— start READING TEXT —

# East side Zone 3 hunters only!



## ahartz (Dec 28, 2000)

BassFisher91 said:


> I killed plenty of birds this season. I'd like to see the dates stay the same. If anything, move the opening and closing weekend up one, maybe two weeks. Keep the two day january split imo.
> _Posted via Mobile Device_


Agree......


----------



## Wingmaster22 (Oct 29, 2003)

BassFisher91 said:


> Originally Posted by BassFisher91
> I killed plenty of birds this season. I'd like to see the dates stay the same. If anything, move the opening and closing weekend up one, maybe two weeks. Keep the two day january split imo.


Posted via Mobile Device 




ahartz said:


> Agree......


Me too....


----------



## Kingcrapp (Jan 6, 2009)

Most posts are spliting feathers "no pun intended". We hunt @ 28 days pers season and shoot @ the same amount of birds if you average it out over the years. If you could change, it I'd like the season to end later keep Jan. hunt. Late goose has not been good for the past few years. But like I said we will catch up next year..I hope.


----------



## Tom_Miller (Apr 23, 2010)

Originally Posted by *1fish*  
_Zone 3 was pretty much perfect this year for ducks IMO. Wouldn't change a thing. 

For goose, would ditch the split and the week after regular duck. Run it concurrent with duck._


I agree. Run goose season concurrent with duck. Leave everything else the same.


----------



## lonzo (Oct 12, 2010)

finsnfeathers said:


> sept 24 to oct 8 then closed till oct 29 to dec 11 just my thoughts thanks


 agree 100%


----------



## duckbuster2 (Aug 14, 2008)

First thursday in oct. to last sunday in nov.


----------



## Duck-Hunter (Mar 31, 2005)

Open the first Saturday in October run for two weeks.

Shut down for a week or two. Then open back up... We need a real split. Two days are a joke. 

As for opening duck up earlier that would be ridiculous. Especially sept 24th.. Unless it was a woodduck or teal season. 80% of the hunters can't ID a hen from a drake on the wing or in hand in the first weekend of October. Truthfully I could careless if the dates ever change. I'm gunna kill birds with whatever dates they hand me. The season dates change topics are like beating a dead horse. There will always be someone pissing and moaning about the dates. 

Now for the geese I'd love to be able to shoot geese all september long like we use too. I'm not going to go into the goose descution too much. There is going to be a change this year and I'm happy with it.


----------



## cheeseandquackers (Jun 20, 2007)

new b said:


> start week later, end week later in dec, keep split on 1/1, 1/2.


 i like this.


----------



## Water_Hazard (Aug 16, 2006)

Same as this year, maybe a week earlier. No split in October or November.


----------



## Trippin' Dipsies (May 7, 2003)

Here are two options, in which I prefer Option #1...

*OPTION #1*
1) Get rid of the late season (JAN) split 
2) Keep the start the same (first week of OCT)
3) Split the season in late October for 7 days
4) Add one week to December

OR

*OPTION #2*
1) Keep the late season split in JAN
2) Start the season in mid-October
3) Extend the season into December by one week.


----------



## Swamp Boss (Mar 14, 2003)

— end READING TEXT —
— start RECORDS FOR PROCESSING —

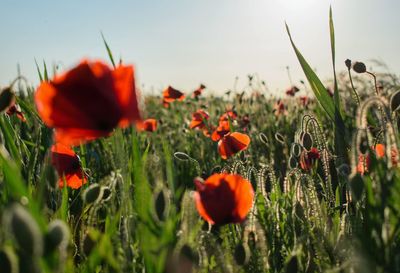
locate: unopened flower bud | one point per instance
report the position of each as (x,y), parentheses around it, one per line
(359,67)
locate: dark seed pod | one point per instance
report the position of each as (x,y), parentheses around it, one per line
(160,204)
(292,162)
(296,149)
(242,254)
(8,261)
(359,67)
(24,229)
(395,101)
(348,63)
(92,194)
(188,253)
(306,140)
(357,187)
(7,98)
(57,236)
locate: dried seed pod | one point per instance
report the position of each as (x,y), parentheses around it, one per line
(24,229)
(359,67)
(293,162)
(92,194)
(7,98)
(242,254)
(395,101)
(57,236)
(8,261)
(306,140)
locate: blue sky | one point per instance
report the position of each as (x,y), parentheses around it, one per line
(184,43)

— end RECORDS FOR PROCESSING —

EXERCISE REQUIREMENTS
• 1. Answer these questions on the hunting-season thread:
(a) About how many days per season does Kingcrapp say they hunt?
(b) What percentage of hunters does Duck-Hunter say cannot tell a hen from a drake in the first weekend of October?
(c) Under Trippin' Dipsies's Option #1, for how many days would the season be split in late October?
• 2. Reproduce the records starting with the line that contains "locate: blue sky | one point per instance" and going on through the end of the records, both included, requests and all. Multiply each coordinate in the answers by 0.45 and round to whole numbers, with halves rounded up.

TASK-BY-TASK RESULTS
• 1.
(a) About 28 days.
(b) 80%.
(c) 7 days.

• 2.
locate: blue sky | one point per instance
report the position of each as (x,y), parentheses around it, one per line
(83,19)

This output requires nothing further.